■ **Required work**
Please take the lines from the one holding "Target: bare tree" through the one holding "Target: distant mountain range" in the data below and copy them exactly.

■ **The data**
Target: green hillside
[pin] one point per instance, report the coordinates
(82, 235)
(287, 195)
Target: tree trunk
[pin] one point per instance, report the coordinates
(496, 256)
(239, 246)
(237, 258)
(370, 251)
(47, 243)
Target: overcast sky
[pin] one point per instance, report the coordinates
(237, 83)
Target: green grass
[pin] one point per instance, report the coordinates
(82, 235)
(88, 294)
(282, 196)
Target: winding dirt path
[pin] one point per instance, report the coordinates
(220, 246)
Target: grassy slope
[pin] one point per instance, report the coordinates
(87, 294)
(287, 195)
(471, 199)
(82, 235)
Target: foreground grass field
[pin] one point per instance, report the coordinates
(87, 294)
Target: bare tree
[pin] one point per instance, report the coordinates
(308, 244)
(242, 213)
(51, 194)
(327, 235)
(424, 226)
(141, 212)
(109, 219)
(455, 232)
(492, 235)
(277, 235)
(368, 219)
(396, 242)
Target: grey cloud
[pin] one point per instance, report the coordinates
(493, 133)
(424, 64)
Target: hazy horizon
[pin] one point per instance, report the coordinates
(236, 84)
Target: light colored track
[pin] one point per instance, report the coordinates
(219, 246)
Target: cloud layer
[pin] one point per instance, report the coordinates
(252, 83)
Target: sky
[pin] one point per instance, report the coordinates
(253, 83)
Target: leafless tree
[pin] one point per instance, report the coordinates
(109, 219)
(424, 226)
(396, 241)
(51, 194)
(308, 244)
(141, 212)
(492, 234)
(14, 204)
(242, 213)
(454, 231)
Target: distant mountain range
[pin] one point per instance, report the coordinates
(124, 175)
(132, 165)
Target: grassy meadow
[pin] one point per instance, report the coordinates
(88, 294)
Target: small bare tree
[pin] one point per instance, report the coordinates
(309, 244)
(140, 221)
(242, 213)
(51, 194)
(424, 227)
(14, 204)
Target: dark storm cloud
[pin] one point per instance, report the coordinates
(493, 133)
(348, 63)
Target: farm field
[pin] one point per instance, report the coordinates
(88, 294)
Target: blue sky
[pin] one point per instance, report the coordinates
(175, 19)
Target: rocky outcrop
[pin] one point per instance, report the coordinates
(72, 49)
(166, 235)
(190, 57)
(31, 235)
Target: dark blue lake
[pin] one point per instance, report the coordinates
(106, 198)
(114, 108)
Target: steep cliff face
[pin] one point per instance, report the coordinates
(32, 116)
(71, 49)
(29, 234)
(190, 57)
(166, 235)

--

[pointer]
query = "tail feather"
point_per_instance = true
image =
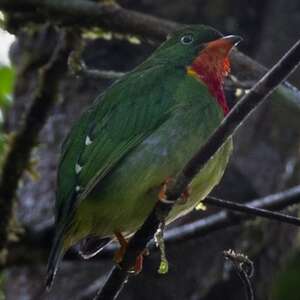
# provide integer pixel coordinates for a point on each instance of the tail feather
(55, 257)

■ **Answer below**
Target: bare tree
[pin] one point per instance, report the coordinates
(308, 244)
(242, 213)
(51, 194)
(327, 235)
(424, 226)
(141, 212)
(109, 219)
(455, 232)
(492, 235)
(277, 235)
(368, 219)
(396, 242)
Target: grey cloud
[pin] one point per instance, report the coordinates
(493, 133)
(424, 64)
Target: hazy horizon
[pin] one point per instance, report the coordinates
(236, 84)
Target: light colored track
[pin] one point per instance, report the coordinates
(219, 246)
Target: cloud layer
[pin] one point per instance, report the coordinates
(252, 83)
Target: sky
[pin] one point per instance, report the coordinates
(253, 83)
Target: leafless tree
[pin] one point per instance, report the coordinates
(109, 219)
(424, 226)
(396, 241)
(51, 194)
(308, 244)
(141, 212)
(492, 234)
(14, 204)
(242, 213)
(454, 231)
Target: distant mountain range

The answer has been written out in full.